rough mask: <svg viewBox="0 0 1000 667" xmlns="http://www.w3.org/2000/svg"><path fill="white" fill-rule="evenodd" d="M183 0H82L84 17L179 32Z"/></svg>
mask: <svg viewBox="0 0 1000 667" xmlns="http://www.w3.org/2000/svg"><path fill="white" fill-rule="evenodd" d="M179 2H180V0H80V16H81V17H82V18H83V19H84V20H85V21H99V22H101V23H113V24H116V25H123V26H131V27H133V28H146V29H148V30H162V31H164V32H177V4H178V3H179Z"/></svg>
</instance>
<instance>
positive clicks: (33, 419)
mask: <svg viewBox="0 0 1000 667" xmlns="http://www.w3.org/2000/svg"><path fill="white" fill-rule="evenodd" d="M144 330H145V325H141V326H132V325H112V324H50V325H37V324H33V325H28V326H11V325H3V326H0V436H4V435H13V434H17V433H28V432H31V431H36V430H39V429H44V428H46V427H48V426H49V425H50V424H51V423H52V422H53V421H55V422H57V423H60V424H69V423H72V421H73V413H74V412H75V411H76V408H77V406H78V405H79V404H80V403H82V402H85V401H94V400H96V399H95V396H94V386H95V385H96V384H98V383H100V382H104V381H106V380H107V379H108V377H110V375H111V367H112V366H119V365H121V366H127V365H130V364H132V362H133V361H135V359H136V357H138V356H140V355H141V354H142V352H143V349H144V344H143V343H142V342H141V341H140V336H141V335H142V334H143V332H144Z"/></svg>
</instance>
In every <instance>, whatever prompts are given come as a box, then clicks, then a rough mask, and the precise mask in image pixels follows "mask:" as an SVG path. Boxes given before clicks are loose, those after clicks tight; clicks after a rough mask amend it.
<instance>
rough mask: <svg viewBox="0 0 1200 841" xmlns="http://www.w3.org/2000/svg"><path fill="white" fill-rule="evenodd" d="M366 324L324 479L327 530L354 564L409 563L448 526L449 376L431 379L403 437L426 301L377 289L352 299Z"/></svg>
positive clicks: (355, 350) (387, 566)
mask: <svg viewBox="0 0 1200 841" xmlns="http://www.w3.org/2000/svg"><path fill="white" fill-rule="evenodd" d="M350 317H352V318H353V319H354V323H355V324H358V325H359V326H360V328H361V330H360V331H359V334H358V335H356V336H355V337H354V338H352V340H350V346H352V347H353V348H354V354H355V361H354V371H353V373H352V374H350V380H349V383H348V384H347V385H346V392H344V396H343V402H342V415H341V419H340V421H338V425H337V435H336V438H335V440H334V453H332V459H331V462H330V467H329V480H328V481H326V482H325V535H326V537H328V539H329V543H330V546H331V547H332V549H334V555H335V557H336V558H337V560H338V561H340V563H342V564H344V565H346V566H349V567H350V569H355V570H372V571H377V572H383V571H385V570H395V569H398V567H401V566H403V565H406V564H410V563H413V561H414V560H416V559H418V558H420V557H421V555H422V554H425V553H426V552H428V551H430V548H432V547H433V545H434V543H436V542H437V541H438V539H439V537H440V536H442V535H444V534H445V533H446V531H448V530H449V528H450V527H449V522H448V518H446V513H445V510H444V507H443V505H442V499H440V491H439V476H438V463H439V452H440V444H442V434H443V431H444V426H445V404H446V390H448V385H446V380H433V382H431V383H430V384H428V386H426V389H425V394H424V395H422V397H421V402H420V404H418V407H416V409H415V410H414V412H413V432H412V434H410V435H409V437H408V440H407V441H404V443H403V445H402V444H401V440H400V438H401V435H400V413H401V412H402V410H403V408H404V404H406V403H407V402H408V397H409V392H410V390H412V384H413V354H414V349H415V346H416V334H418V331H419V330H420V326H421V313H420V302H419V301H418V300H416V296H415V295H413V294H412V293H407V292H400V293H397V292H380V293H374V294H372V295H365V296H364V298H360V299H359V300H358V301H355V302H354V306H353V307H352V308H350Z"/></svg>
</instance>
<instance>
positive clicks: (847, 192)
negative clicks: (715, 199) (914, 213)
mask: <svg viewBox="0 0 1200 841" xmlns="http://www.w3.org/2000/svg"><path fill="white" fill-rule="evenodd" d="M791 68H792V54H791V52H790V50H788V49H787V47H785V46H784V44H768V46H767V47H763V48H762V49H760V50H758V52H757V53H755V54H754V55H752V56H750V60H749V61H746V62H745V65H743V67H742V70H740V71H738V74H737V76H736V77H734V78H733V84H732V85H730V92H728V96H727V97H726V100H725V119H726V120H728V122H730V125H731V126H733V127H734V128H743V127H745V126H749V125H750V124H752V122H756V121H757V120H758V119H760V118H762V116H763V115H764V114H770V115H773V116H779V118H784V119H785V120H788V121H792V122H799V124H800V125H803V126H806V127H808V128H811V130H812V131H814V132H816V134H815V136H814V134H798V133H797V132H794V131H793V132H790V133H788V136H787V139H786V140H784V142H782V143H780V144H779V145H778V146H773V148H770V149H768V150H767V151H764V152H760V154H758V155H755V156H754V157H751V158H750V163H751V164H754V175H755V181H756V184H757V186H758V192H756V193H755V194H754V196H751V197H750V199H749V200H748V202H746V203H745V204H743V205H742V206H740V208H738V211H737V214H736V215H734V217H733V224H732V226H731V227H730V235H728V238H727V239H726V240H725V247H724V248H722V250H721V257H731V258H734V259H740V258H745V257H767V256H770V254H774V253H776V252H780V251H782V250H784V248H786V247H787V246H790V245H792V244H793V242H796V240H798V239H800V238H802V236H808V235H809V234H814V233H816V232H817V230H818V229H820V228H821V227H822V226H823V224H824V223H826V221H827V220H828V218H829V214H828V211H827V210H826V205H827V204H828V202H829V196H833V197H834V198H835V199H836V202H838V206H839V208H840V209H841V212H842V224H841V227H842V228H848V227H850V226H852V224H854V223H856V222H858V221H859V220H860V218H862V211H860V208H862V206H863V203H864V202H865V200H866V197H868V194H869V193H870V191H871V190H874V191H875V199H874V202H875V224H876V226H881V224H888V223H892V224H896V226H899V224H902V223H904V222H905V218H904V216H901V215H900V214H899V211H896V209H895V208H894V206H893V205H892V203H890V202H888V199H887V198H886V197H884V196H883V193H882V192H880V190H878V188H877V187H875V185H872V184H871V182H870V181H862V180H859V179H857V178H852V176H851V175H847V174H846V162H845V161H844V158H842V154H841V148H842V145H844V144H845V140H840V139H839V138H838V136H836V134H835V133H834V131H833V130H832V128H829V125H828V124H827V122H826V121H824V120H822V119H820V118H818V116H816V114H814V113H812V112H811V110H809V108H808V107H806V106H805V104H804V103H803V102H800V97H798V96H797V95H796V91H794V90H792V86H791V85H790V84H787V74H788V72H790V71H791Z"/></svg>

→ **Brief**:
Set the records down again in full, exactly as they read.

→ **Solution to the problem**:
rough mask: <svg viewBox="0 0 1000 667" xmlns="http://www.w3.org/2000/svg"><path fill="white" fill-rule="evenodd" d="M183 0H82L84 17L179 32Z"/></svg>
mask: <svg viewBox="0 0 1000 667" xmlns="http://www.w3.org/2000/svg"><path fill="white" fill-rule="evenodd" d="M179 2H180V0H80V16H81V17H82V18H83V19H84V20H85V21H99V22H101V23H113V24H116V25H123V26H131V27H133V28H146V29H148V30H162V31H164V32H177V4H178V3H179Z"/></svg>
</instance>
<instance>
positive clicks: (33, 419)
mask: <svg viewBox="0 0 1000 667" xmlns="http://www.w3.org/2000/svg"><path fill="white" fill-rule="evenodd" d="M144 330H145V325H141V326H132V325H112V324H50V325H37V324H33V325H28V326H11V325H3V326H0V436H4V435H13V434H17V433H28V432H31V431H36V430H39V429H44V428H46V427H48V426H49V425H50V424H51V423H52V422H53V421H55V422H57V423H60V424H69V423H72V421H73V413H74V412H75V411H76V408H77V406H78V405H79V404H80V403H82V402H85V401H94V400H96V399H95V396H94V386H95V385H96V384H98V383H100V382H104V381H106V380H107V379H108V377H110V375H111V367H112V366H119V365H121V366H127V365H130V364H132V362H133V361H135V359H136V357H138V356H140V355H141V354H142V352H143V349H144V344H143V343H142V342H141V341H140V336H141V335H142V334H143V332H144Z"/></svg>
</instance>
In every <instance>, whatever prompts are given come as a box, then clicks, then a rough mask, and the precise mask in image pixels follows "mask:" as an SVG path. Boxes given before clicks are loose, those after clicks tight; clicks after a rough mask amend it.
<instance>
rough mask: <svg viewBox="0 0 1200 841" xmlns="http://www.w3.org/2000/svg"><path fill="white" fill-rule="evenodd" d="M366 324L324 479L327 530L354 564L409 563L448 526L449 376L431 379L403 437L426 301L377 289L352 299Z"/></svg>
positive clicks: (355, 350) (387, 566)
mask: <svg viewBox="0 0 1200 841" xmlns="http://www.w3.org/2000/svg"><path fill="white" fill-rule="evenodd" d="M350 317H352V318H353V319H354V323H355V324H358V325H359V326H360V328H361V330H360V331H359V334H358V335H356V336H355V337H354V338H352V340H350V346H352V347H353V348H354V354H355V361H354V371H353V373H352V374H350V380H349V383H348V384H347V385H346V392H344V396H343V402H342V415H341V419H340V421H338V425H337V435H336V438H335V440H334V453H332V459H331V462H330V467H329V480H328V481H326V482H325V535H326V537H328V539H329V543H330V546H331V547H332V549H334V555H335V557H336V558H337V560H338V561H340V563H342V564H344V565H346V566H349V567H350V569H355V570H372V571H377V572H383V571H385V570H395V569H398V567H401V566H403V565H406V564H410V563H413V561H414V560H416V559H418V558H420V557H421V555H422V554H425V553H426V552H428V551H430V548H432V547H433V545H434V543H436V542H437V541H438V539H439V537H440V536H442V535H444V534H445V533H446V531H448V530H449V528H450V527H449V522H448V518H446V513H445V510H444V507H443V505H442V499H440V491H439V476H438V463H439V452H440V444H442V434H443V431H444V426H445V404H446V390H448V385H446V380H433V382H431V383H430V384H428V386H426V389H425V394H424V395H422V397H421V402H420V404H418V407H416V409H415V410H414V412H413V432H412V434H410V435H409V437H408V440H407V441H404V443H403V445H402V444H401V440H400V438H401V435H400V413H401V412H402V410H403V408H404V404H406V403H407V402H408V397H409V392H410V390H412V384H413V354H414V349H415V346H416V334H418V331H419V330H420V326H421V313H420V302H419V301H418V300H416V296H415V295H413V294H412V293H407V292H400V293H397V292H380V293H374V294H372V295H365V296H364V298H360V299H359V300H358V301H355V302H354V306H353V307H352V308H350Z"/></svg>
</instance>
<instance>
positive clicks: (847, 192)
negative clicks: (715, 199) (914, 213)
mask: <svg viewBox="0 0 1200 841" xmlns="http://www.w3.org/2000/svg"><path fill="white" fill-rule="evenodd" d="M791 68H792V54H791V52H790V50H788V49H787V47H785V46H784V44H768V46H767V47H763V48H762V49H760V50H758V52H757V53H755V54H754V55H752V56H750V60H749V61H746V62H745V65H743V67H742V70H740V71H738V74H737V76H736V77H734V78H733V84H732V85H730V92H728V96H727V97H726V100H725V119H726V120H728V122H730V125H731V126H733V127H734V128H743V127H745V126H749V125H750V124H752V122H756V121H757V120H758V119H760V118H762V116H763V115H764V114H770V115H773V116H779V118H784V119H785V120H788V121H792V122H799V124H800V125H803V126H806V127H808V128H811V130H812V131H814V132H816V134H815V136H814V134H798V133H797V132H794V131H793V132H790V133H788V136H787V139H786V140H784V142H782V143H780V144H779V145H778V146H773V148H770V149H768V150H767V151H764V152H760V154H758V155H755V156H754V157H751V158H750V163H751V164H754V175H755V181H756V184H757V186H758V192H756V193H755V194H754V196H751V197H750V199H749V200H748V202H746V203H745V204H743V205H742V206H740V208H738V211H737V214H736V215H734V217H733V224H732V226H731V227H730V235H728V238H727V239H726V240H725V247H724V248H722V250H721V257H731V258H734V259H740V258H745V257H767V256H770V254H774V253H776V252H780V251H782V250H784V248H786V247H787V246H790V245H792V244H793V242H796V240H798V239H800V238H802V236H808V235H809V234H814V233H816V232H817V230H818V229H820V228H821V227H822V226H823V224H824V223H826V221H827V220H828V218H829V214H828V211H827V210H826V205H827V204H828V202H829V196H833V197H834V198H835V199H836V202H838V206H839V208H840V209H841V212H842V224H841V227H842V228H848V227H850V226H852V224H854V223H856V222H858V221H859V220H860V218H862V211H860V208H862V206H863V203H864V202H865V200H866V197H868V194H869V193H870V191H871V190H874V191H875V199H874V202H875V224H876V226H881V224H888V223H892V224H896V226H899V224H902V223H904V222H905V218H904V216H901V215H900V214H899V211H896V209H895V208H894V206H893V205H892V203H890V202H888V199H887V198H886V197H884V196H883V193H882V192H880V190H878V188H877V187H875V185H872V184H871V182H870V181H862V180H859V179H857V178H852V176H851V175H847V174H846V162H845V161H844V158H842V154H841V148H842V145H844V144H845V140H840V139H839V138H838V136H836V134H835V133H834V131H833V130H832V128H829V125H828V124H827V122H826V121H824V120H822V119H820V118H818V116H816V114H814V113H812V112H811V110H809V108H808V107H806V106H805V104H804V103H803V102H800V97H798V96H797V95H796V91H794V90H792V86H791V85H790V84H787V74H788V72H790V71H791Z"/></svg>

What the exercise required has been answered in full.